**Bacaan:**

◆ ◆ ◆ ◆ ◆ ◆ ◆

KOMPAS.com - Perubahan iklim mengancam ketahanan pangan Indonesia karena produksi padi yang menurun.
Kepala Badan Meteorologi, Klimatologi, dan Geofisika (BMKG) Dwikorita Karnawati mengatakan, perubahan iklim membuat 2.256 hektare sawah terancam kekeringan.
Untuk diketahui, luas lapangan bola pada umumnya adalah 10.800 meter persegi dengan dimensi panjang 120 meter dan lebar 90 meter.
Baca juga: Perubahan Iklim Biang Keladi Merebaknya Wabah Kolera
Bila dibandingkan, luasan sawah yang terancam kekeringan tersebut setara dengan 2.088 lapangan sepak bola.
Selain mengancam kekeringan pada sawah, perubahan iklim juga berpotensi menurunkan produksi padi Indonesia antara 1,13 juta ton sampai 1,89 juta ton.
Ancaman ketahanan pangan sersebut tak lepas dari ketahanan air yang terganggu akibat perubahan iklim.
Pasalnya, apabila ketahanan air melemah, maka akan berdampak serius pada banyak hal diantaranya ketahanan pangan dan ketahanan energi.
Baca juga: Langkah Peternak Belgia Seret Perusahaan Migas ke Meja Hijau karena Perubahan Iklim
Apabila terus berlanjut, kondisi tersebut akan memicu terjadinya konflik yang berimplikasi terhadap stabilitas ekonomi, politik, dan keamanan.
"Jumlah penduduk terus meningkat sehingga di waktu bersamaan kebutuhan air juga ikut meningkat. Apabila ini (air) tidak dikelola dengan baik maka dampak buruknya akan sangat serius," tutur Dwikorita dikutip dari siaran pers BMKG, Sabtu (23/3/2024).
Apabila situasi ini tidak mendapatkan perhatian serius, tambah dia, maka ramalan Badan Pangan dan Pertanian Dunia atau Food and Agriculture Organization (FAO) mengenai krisis pangan global dan bencana kelaparan di tahun 2050 dapat menjadi kenyataan.

◆ ◆ ◆ ◆ ◆ ◆ ◆

**Petunjuk:**
Tuliskan kembali bagian bacaan mulai dari "KOMPAS.com - Perubahan" sampai dengan "akibat perubahan iklim." tanpa mengubah apa pun. Data berikut sama sekali tidak dipakai di sini.

**Data Sumber:**
◆ ◆ ◆ ◆ ◆ ◆ ◆

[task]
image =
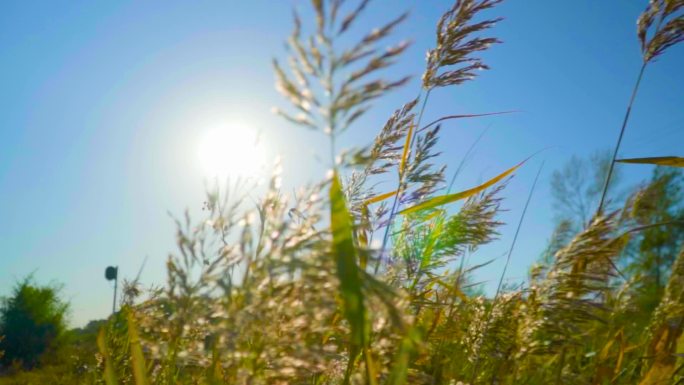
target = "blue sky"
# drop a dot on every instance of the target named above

◆ ◆ ◆ ◆ ◆ ◆ ◆

**Jawaban:**
KOMPAS.com - Perubahan iklim mengancam ketahanan pangan Indonesia karena produksi padi yang menurun.
Kepala Badan Meteorologi, Klimatologi, dan Geofisika (BMKG) Dwikorita Karnawati mengatakan, perubahan iklim membuat 2.256 hektare sawah terancam kekeringan.
Untuk diketahui, luas lapangan bola pada umumnya adalah 10.800 meter persegi dengan dimensi panjang 120 meter dan lebar 90 meter.
Baca juga: Perubahan Iklim Biang Keladi Merebaknya Wabah Kolera
Bila dibandingkan, luasan sawah yang terancam kekeringan tersebut setara dengan 2.088 lapangan sepak bola.
Selain mengancam kekeringan pada sawah, perubahan iklim juga berpotensi menurunkan produksi padi Indonesia antara 1,13 juta ton sampai 1,89 juta ton.
Ancaman ketahanan pangan sersebut tak lepas dari ketahanan air yang terganggu akibat perubahan iklim.